(Saved entries)
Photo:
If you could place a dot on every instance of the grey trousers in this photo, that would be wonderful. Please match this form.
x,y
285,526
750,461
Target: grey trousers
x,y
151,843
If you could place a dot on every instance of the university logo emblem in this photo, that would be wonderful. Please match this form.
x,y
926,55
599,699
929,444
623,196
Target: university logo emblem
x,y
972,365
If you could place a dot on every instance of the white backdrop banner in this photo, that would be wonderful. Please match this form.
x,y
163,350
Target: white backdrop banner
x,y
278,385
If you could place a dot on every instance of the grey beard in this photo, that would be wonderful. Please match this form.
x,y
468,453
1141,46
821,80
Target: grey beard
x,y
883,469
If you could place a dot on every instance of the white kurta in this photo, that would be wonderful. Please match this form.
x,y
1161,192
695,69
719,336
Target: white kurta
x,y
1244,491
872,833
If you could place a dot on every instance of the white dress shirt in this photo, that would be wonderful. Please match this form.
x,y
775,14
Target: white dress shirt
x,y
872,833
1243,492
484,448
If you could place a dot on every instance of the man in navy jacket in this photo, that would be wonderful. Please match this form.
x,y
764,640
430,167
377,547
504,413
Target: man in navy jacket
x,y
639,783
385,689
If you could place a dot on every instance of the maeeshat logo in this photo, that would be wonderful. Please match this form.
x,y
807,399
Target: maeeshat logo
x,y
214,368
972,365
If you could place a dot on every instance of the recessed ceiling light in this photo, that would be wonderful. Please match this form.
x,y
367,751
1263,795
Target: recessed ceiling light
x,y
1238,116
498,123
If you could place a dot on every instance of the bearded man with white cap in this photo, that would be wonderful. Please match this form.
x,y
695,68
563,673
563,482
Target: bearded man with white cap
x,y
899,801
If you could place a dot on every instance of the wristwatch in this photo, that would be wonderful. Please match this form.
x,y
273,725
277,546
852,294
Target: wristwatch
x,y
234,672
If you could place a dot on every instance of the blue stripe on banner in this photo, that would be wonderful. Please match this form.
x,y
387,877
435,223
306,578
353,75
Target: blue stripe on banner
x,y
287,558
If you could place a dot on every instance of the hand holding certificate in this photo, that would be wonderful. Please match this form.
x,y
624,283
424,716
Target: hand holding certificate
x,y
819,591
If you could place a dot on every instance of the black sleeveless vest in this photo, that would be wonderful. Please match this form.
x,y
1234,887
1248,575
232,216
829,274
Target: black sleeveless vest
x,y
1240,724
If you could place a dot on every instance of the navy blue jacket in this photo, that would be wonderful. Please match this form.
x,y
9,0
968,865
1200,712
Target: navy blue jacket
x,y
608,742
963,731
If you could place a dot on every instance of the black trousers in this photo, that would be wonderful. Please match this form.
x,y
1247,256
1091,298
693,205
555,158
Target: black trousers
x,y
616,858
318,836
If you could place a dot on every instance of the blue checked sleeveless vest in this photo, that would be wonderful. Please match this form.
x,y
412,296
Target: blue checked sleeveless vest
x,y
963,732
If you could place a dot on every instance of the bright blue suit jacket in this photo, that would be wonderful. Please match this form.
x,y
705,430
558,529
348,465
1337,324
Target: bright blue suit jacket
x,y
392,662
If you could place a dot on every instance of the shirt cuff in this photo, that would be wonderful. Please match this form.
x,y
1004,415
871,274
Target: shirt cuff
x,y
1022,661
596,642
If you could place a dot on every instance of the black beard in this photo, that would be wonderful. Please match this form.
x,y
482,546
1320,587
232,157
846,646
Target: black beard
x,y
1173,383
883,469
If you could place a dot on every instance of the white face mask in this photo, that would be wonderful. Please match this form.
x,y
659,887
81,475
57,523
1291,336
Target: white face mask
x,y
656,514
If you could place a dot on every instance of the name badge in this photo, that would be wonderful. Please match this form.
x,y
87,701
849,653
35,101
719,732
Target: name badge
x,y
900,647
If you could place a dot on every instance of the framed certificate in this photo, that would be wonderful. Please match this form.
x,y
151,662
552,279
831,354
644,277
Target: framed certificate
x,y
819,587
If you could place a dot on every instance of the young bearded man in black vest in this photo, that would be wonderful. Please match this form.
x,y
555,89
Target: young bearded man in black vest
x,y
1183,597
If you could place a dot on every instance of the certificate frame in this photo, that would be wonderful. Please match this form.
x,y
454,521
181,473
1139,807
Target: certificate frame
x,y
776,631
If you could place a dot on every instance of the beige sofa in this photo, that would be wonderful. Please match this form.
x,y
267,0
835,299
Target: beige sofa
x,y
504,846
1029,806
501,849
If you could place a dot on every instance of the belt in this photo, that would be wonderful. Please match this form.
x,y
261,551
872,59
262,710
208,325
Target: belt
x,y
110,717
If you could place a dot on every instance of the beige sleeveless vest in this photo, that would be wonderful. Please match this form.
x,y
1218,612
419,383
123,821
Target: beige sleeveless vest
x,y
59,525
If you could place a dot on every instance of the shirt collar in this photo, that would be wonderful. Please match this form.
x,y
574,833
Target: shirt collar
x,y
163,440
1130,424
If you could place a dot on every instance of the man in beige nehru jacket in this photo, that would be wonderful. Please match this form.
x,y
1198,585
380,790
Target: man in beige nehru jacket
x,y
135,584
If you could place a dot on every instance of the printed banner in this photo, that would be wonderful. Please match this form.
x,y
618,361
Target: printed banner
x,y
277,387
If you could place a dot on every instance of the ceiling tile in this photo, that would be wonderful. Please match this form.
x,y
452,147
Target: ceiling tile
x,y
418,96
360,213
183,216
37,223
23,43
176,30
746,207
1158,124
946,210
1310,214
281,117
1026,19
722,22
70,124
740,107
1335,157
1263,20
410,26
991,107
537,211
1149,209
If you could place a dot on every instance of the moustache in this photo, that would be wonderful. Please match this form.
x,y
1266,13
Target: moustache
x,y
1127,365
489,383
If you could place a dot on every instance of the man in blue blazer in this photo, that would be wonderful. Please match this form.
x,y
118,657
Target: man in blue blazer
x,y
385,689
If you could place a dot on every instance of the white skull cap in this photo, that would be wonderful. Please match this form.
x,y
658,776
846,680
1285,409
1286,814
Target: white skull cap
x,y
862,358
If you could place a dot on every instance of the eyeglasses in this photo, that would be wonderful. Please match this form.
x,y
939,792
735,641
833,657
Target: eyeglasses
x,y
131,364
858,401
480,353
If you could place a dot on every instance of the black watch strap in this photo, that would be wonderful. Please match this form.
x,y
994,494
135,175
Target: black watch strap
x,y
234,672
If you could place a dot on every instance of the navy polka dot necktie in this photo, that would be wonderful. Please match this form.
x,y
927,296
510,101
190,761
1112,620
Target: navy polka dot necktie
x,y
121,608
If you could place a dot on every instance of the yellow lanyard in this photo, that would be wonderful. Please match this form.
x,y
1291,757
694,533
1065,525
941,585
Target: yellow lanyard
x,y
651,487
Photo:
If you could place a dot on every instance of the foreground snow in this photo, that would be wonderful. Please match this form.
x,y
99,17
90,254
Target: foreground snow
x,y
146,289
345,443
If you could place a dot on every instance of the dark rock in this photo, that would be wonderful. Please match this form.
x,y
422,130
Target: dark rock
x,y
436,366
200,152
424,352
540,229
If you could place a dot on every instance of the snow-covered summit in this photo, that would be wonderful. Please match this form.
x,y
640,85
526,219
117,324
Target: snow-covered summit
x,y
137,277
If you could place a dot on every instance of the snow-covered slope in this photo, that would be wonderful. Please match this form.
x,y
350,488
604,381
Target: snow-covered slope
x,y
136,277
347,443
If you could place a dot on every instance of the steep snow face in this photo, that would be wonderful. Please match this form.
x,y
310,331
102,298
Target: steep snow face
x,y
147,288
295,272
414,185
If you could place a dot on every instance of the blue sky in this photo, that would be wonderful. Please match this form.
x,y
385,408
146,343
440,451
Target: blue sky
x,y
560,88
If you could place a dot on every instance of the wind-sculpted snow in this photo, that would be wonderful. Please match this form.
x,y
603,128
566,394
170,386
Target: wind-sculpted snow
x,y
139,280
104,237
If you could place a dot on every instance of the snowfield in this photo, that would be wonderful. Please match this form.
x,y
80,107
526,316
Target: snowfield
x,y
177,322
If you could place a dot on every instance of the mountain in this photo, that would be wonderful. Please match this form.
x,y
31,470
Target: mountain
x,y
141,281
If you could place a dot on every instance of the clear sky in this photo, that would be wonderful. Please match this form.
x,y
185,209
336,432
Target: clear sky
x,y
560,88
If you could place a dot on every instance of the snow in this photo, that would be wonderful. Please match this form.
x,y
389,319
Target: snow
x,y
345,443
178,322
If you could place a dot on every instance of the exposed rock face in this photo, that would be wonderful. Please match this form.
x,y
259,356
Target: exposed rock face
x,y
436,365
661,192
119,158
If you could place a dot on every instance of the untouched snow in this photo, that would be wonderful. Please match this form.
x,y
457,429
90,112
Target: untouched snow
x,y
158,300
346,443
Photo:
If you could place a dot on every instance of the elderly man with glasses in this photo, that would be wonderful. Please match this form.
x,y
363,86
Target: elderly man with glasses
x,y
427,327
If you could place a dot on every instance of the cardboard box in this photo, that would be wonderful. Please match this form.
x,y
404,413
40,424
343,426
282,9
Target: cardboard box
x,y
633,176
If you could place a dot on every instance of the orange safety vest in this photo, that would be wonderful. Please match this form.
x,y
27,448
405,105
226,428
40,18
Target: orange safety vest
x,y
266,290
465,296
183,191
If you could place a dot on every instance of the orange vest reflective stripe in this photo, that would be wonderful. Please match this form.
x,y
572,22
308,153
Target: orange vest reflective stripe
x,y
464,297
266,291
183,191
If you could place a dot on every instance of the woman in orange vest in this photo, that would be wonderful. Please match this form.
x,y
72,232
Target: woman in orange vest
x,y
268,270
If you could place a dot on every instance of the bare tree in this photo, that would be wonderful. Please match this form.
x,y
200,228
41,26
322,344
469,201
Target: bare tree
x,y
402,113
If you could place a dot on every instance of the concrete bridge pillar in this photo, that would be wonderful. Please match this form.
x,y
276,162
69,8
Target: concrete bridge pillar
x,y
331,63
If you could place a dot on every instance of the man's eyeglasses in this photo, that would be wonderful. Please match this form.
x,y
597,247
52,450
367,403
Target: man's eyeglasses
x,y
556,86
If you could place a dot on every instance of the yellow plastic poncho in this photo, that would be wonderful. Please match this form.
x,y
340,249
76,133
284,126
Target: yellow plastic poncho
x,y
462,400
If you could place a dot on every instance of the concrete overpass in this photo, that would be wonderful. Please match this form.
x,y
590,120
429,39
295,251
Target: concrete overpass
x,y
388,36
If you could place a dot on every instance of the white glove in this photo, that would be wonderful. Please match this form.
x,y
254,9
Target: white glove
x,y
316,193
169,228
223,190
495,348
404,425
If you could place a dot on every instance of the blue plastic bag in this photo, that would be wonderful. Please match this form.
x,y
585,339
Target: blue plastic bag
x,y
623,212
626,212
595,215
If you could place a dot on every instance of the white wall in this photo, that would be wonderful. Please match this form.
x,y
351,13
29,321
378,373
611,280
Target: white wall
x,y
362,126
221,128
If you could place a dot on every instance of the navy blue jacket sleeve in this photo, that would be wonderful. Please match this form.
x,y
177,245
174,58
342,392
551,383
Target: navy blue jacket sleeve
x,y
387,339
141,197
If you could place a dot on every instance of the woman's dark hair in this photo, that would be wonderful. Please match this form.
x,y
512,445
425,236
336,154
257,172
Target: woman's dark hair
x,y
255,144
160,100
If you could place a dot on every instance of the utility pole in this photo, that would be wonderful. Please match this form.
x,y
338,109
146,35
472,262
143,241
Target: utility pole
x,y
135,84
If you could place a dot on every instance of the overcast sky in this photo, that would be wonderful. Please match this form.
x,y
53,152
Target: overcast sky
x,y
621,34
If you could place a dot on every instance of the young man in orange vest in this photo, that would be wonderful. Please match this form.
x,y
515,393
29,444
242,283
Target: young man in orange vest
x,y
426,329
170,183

Work request: For this exercise, copy the lines from the one that contains "Target: utility pole" through the last line of the records, exactly and only those.

Result for this exercise:
Target: utility pole
x,y
135,84
If you could place a dot on every instance of the overcast sky in this photo, that would be wonderful. Please match this form.
x,y
53,152
Target: overcast sky
x,y
621,34
If you could place a dot on every instance of the young man in orange vest in this photo, that would be wonderful. Please match this form.
x,y
515,393
29,444
242,283
Target: young man in orange vest
x,y
426,329
170,183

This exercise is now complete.